__Passage shown__:
If, at the time of Conversion, shares of the Common Stock are admitted to dealings on the AIM market of the London Stock Exchange PLC ("AIM"), Frontera has agreed to apply for the shares of Common Stock issued on conversion to be admitted to dealings on AIM. Frontera has agreed to comply with all requirements of London Stock Exchange PLC in connection with such application.

Any investor who converts its notes into Common Stock before July 3, 2010 will receive an additional payment equal to one year of interest on the amount of Notes converted. At the Company's option, this payment can be made in cash or additional Notes.

Frontera has agreed not to purchase, redeem, prepay or otherwise acquire, directly or indirectly, any of the outstanding Notes except in accordance with the terms of the note purchase agreement and the Notes and to cancel all Notes acquired by it pursuant to any payment, prepayment or purchase of Notes pursuant to any provision of the agreement, and not to issue Notes in substitution or exchange for any such cancelled Notes.

The note purchase agreement provides for events of default. On the occurrence of an event of default, the holders of 50% or more of the outstanding notes (excluding any notes held or owned by Frontera) may, during the continuance of the event of default, serve notice declaring all or any part of Frontera's obligations immediately due and payable. Events of default include in summary: failure of Frontera to pay any principal, when due, and the failure to pay any interest, fees or expenses or its other obligations with respect to the Notes when due, and such failure continues for 10 days thereafter; any representation or warranty made by Frontera proves to have been false or incorrect in any material respect on any date on or as of which it was made, and Frontera fails to cure the effect of such false or incorrect representation or warranty within thirty days after receipt of written notice from the Purchasers (other than Frontera) holding 50% or more of the Notes; and certain events with respect to Frontera, any of its subsidiaries, or Frontera Eastern Georgia Ltd including, in summary, bankruptcy, insolvency reorganisation or relief of debtors; failure to comply with certain covenants which continues for 30 days after receipt of written notice; certain categories of default in respect of indebtedness.

Upon a change of control (as defined in the note purchase agreement) each Purchaser has the right to require Frontera to purchase such Purchasers' Notes at a purchase price in cash equal to 150% of the principal amount thereof plus accrued and unpaid interest if any to the date of purchase.

__Objective A__: Reproduce the records between the line containing "the seagull's webbed" and the line containing "pixel 242 216", inclusive.

__Data for this exercise__:

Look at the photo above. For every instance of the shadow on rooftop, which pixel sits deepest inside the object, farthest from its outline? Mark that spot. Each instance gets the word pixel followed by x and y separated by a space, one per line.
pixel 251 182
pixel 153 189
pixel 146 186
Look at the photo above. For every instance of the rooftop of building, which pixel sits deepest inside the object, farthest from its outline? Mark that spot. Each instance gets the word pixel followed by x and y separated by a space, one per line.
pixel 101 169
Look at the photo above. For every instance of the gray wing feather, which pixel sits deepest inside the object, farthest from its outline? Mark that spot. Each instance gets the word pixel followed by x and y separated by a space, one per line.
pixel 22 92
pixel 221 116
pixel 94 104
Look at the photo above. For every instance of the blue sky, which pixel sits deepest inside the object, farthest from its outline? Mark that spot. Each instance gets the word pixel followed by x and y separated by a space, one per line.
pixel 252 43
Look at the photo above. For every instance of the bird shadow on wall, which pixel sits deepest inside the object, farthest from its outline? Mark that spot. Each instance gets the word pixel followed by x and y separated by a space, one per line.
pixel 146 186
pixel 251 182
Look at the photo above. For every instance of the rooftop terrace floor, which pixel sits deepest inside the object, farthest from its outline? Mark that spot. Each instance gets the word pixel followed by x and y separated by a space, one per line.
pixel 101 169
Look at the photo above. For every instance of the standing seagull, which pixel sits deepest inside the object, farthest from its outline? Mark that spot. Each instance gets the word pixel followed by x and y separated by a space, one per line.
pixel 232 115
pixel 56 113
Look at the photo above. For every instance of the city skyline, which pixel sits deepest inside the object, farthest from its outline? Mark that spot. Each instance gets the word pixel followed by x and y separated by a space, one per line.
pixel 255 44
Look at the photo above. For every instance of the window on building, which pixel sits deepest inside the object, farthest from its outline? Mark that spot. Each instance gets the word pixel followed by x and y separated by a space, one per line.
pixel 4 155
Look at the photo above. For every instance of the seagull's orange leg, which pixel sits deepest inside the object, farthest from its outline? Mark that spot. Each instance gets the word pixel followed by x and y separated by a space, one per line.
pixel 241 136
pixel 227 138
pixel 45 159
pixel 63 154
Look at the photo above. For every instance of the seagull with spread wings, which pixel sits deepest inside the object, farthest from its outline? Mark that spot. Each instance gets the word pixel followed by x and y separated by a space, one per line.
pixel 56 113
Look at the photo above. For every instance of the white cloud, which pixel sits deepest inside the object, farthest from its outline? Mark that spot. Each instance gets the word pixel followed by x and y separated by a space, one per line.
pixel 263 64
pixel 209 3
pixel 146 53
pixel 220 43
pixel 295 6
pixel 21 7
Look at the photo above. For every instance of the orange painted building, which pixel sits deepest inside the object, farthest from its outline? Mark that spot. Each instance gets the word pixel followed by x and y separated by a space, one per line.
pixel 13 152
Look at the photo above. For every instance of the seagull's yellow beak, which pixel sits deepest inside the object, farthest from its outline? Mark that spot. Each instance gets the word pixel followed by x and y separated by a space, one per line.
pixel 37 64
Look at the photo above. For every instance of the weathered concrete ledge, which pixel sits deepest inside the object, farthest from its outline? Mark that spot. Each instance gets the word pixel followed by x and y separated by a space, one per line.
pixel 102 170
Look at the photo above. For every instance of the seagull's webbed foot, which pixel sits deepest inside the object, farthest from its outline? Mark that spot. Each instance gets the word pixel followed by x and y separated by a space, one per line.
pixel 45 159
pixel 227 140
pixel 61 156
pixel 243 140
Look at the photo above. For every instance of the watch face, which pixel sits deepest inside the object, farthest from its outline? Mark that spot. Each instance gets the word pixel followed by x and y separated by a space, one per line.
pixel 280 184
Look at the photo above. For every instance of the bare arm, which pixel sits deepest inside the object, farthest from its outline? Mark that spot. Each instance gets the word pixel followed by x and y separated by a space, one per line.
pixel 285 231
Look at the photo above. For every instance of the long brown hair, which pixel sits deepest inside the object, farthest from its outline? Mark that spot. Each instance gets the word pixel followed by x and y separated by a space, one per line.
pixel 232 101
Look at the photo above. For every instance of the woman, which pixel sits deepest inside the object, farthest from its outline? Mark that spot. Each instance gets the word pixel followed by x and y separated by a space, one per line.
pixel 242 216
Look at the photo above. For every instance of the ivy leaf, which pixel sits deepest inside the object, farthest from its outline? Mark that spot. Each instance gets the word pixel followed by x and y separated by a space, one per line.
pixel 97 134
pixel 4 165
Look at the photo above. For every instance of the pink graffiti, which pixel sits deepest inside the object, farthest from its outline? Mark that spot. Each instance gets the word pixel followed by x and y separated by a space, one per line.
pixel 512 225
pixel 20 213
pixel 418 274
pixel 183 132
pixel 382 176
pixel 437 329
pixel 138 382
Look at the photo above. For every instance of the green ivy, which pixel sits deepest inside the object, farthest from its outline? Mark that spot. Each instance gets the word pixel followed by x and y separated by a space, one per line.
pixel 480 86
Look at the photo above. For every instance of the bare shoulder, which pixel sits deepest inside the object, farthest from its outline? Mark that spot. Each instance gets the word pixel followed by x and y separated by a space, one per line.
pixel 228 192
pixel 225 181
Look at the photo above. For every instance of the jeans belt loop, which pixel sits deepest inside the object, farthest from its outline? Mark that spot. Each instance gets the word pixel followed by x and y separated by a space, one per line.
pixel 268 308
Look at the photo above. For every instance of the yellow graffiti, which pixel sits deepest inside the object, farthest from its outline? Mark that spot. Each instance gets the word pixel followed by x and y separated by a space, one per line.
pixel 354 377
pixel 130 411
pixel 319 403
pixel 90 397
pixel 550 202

__Objective B__:
Answer these questions from the passage on the notes:
(i) Before what date must an investor convert notes into Common Stock to receive the additional payment?
(ii) What share of the outstanding notes must holders own to declare Frontera's obligations immediately due after an event of default?
(iii) On a change of control, what percentage of the principal amount is the cash purchase price?

__Problem solution A__:
Look at the photo above. For every instance of the seagull's webbed foot, which pixel sits deepest inside the object, farthest from its outline? Mark that spot. Each instance gets the word pixel followed by x and y separated by a space, one per line.
pixel 45 159
pixel 227 140
pixel 61 156
pixel 243 140
Look at the photo above. For every instance of the watch face, which pixel sits deepest inside the object, farthest from its outline? Mark that spot. Each instance gets the word pixel followed by x and y separated by a space, one per line.
pixel 280 184
Look at the photo above. For every instance of the bare arm, which pixel sits deepest inside the object, farthest from its outline? Mark that spot. Each instance gets the word pixel followed by x and y separated by a space, one per line.
pixel 285 231
Look at the photo above. For every instance of the long brown hair, which pixel sits deepest inside the object, farthest from its outline? Mark that spot. Each instance gets the word pixel followed by x and y separated by a space, one per line.
pixel 232 101
Look at the photo above. For every instance of the woman, which pixel sits deepest inside the object, farthest from its outline? Mark that spot. Each instance gets the word pixel followed by x and y separated by a space, one per line.
pixel 242 216

__Problem solution B__:
(i) July 3, 2010
(ii) 50% or more
(iii) 150%